Provided records:
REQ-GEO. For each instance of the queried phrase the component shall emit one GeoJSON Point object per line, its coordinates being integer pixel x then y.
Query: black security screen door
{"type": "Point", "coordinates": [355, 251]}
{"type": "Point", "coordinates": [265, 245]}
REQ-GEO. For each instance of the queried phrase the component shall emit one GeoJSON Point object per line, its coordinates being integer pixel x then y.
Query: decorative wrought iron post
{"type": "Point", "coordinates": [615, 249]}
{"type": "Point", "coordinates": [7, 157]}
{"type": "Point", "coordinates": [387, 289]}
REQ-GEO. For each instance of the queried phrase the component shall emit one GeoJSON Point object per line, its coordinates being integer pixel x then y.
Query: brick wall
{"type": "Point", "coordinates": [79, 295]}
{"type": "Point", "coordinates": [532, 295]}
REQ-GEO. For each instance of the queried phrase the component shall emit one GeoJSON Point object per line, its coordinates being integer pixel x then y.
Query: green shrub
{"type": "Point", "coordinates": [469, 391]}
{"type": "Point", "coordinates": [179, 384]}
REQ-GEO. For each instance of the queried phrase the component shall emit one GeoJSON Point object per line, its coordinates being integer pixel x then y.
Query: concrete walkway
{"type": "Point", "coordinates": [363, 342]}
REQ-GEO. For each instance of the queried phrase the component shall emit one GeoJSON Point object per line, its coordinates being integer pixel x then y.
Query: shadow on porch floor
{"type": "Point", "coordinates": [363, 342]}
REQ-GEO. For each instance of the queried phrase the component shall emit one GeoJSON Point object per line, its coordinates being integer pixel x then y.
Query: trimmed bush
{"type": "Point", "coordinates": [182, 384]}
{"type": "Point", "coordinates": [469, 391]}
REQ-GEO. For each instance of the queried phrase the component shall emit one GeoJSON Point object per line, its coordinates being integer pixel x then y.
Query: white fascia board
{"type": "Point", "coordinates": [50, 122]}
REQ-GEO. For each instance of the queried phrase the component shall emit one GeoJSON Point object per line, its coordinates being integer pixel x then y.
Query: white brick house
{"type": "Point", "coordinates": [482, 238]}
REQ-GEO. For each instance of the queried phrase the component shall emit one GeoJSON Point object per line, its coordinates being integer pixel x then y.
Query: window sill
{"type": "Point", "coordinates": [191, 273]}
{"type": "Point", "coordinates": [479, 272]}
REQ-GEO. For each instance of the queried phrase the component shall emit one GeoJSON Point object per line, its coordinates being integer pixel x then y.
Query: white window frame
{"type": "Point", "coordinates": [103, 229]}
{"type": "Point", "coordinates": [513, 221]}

What to produce:
Each of the records is to be repeated word for word.

Response area:
REQ-GEO. For each instance of the queried phrase the component shall emit one GeoJSON Point object per line, its coordinates being integer pixel x then y.
Query: black security screen door
{"type": "Point", "coordinates": [355, 251]}
{"type": "Point", "coordinates": [265, 245]}
REQ-GEO. For each instance of the queried phrase the component shall emit one GeoJSON Point object per line, its coordinates being integer pixel x then y.
Query: decorative wrought iron post
{"type": "Point", "coordinates": [615, 249]}
{"type": "Point", "coordinates": [7, 157]}
{"type": "Point", "coordinates": [387, 289]}
REQ-GEO. For each instance of the queried phrase the component shall emit one GeoJSON Point object per line, its coordinates being integer pixel x then y.
Query: brick wall
{"type": "Point", "coordinates": [79, 295]}
{"type": "Point", "coordinates": [532, 295]}
REQ-GEO. For each instance of the queried phrase the component shall emit one GeoJSON Point object per line, its coordinates being integer pixel x then y.
Query: green shrub
{"type": "Point", "coordinates": [469, 391]}
{"type": "Point", "coordinates": [179, 384]}
REQ-GEO. For each instance of the queried phrase the component shall emit one GeoJSON Point object per line, its coordinates being integer pixel x then y.
Query: concrete walkway
{"type": "Point", "coordinates": [363, 342]}
REQ-GEO. For each instance of the queried phrase the component shall emit one GeoJSON Point object per line, its coordinates being integer pixel x then y.
Query: shadow on porch floor
{"type": "Point", "coordinates": [363, 342]}
REQ-GEO. For each instance of the queried phrase the component shall emit one GeoJSON Point object per line, its coordinates being integer pixel x then y.
Query: trimmed bush
{"type": "Point", "coordinates": [182, 384]}
{"type": "Point", "coordinates": [469, 391]}
REQ-GEO. For each instance of the queried phrase the component shall emit one GeoJSON Point object per line, its coordinates being integer pixel x then y.
Query: white fascia board
{"type": "Point", "coordinates": [50, 122]}
REQ-GEO. For each instance of the queried phrase the component shall emit one GeoJSON Point object per line, its coordinates being integer pixel x then y.
Query: white brick house
{"type": "Point", "coordinates": [482, 238]}
REQ-GEO. For each instance of the queried phrase the component shall emit one GeoJSON Point object per line, its coordinates being integer pixel x then y.
Query: window sill
{"type": "Point", "coordinates": [191, 273]}
{"type": "Point", "coordinates": [479, 272]}
REQ-GEO. For each instance of the queried phrase the component shall emit one GeoJSON Point object per line, its coordinates being integer pixel x then y.
Query: white window frame
{"type": "Point", "coordinates": [103, 229]}
{"type": "Point", "coordinates": [513, 221]}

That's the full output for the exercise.